- _Отрывок_:
● ● ●

Во время празднеств каторжника Достоевского окружают всевозможные картины порока:
Безобразные, гадкие песни, майданы с картежной игрой… под нарами, несколько уже избитых до полусмерти каторжных, за особое буйство, собственным судом товарищей… несколько раз уже обнажавшиеся ножи, – всё это, в два дня праздника, до болезни истерзало меня [Достоевский 1981: 42].
Здесь Достоевский указывает на фундаментальное противоречие, к которому обращался в предварительной статье о «народе», подкрепляющее его основную аргументацию. Эта испорченность оказывается «шелухой», скрывающей великолепный плод. Как он пишет в «О любви к народу», «в русском человеке из простонародья нужно уметь отвлекать красоту его от наносного варварства» [Достоевский 1981: 43]. Достоевский подробно описывает некоторые примеры этого варварства, которые он, испытывая непрестанное потрясение, встретил на каторге. Он отключается от жуткой картины человечества, забравшись на свою койку и перестав видеть и слышать окружающее его безумие:
Я любил так лежать: к спящему не пристанут, а меж тем можно мечтать и думать… Мало-помалу я и впрямь забылся и неприметно погрузился в воспоминания. Во все мои четыре года каторги я вспоминал беспрерывно всё мое прошедшее и, кажется, в воспоминаниях пережил всю мою прежнюю жизнь снова. Эти воспоминания вставали сами, я редко вызывал их по своей воле [Достоевский 1981: 43].
В этот момент в рамочном нарративе Достоевский обращается к одному особому воспоминанию и к тому, как оно тогда подействовало на его обостренные чувства. Передняя рамка (сцена в каторжном бараке) закрывается и начинаются воспоминания о мужике Марее.

● ● ●

Данные указания на области:
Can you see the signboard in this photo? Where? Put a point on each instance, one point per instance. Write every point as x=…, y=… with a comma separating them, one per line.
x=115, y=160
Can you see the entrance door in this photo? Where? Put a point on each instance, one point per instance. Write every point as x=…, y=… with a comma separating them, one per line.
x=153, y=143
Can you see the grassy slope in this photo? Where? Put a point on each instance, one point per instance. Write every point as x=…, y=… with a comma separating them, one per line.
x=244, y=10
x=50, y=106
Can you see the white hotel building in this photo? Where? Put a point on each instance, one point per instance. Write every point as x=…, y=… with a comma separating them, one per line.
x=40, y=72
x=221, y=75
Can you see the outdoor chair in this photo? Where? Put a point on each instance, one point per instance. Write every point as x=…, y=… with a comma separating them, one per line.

● ● ●

- _Задания_:
• a. Что, согласно цитате из «О любви к народу» в отрывке о Достоевском, нужно уметь делать в отношении русского человека из простонародья?
• b. Кратко перескажите абзац отрывка о Достоевском, начинающийся словами «Здесь Достоевский указывает», сохранив его основные факты.
• c. Продолжите отрывок о Достоевском с того места, где он заканчивается.

- _Ответы к заданиям_:
• a. Нужно уметь отвлекать его красоту от наносного варварства.

• b. Достоевский указывает на фундаментальное противоречие, к которому обращался в статье о «народе». Оно подкрепляет его основную аргументацию: испорченность оказывается «шелухой», под которой скрыт великолепный плод. В «О любви к народу» он пишет, что в русском простолюдине нужно уметь отвлекать красоту от наносного варварства. Примеры этого варварства, потрясавшие его на каторге, Достоевский описывает подробно. От этой картины он отключается: забирается на койку и перестает видеть и слышать окружающее безумие.

• c.
Это идиллическое время и место – деревня на исходе лета, прекрасная природа окружает девятилетнего Федю, который исследует свое семейное поместье в поисках букашек, жучков, ящериц, грибов, ягод, ежиков и белок. Эта идиллия прерывается, когда он слышит чей-то крик: «Волк бежит!» Напуганный до полусмерти ребенок подбегает к мужику, пашущему в поле рядом с чащей, где он играл. Вместе с повествователем мы наблюдаем красоту под грубой крестьянской оболочкой:
– Что ты, что ты, какой волк, померещилось; вишь! Какому тут волку быть! – бормотал он, ободряя меня. Но я весь трясся и еще крепче уцепился за его зипун и, должно быть, был очень бледен. Он смотрел на меня с беспокойною улыбкою, видимо боясь и тревожась за меня [Достоевский 1981: 48].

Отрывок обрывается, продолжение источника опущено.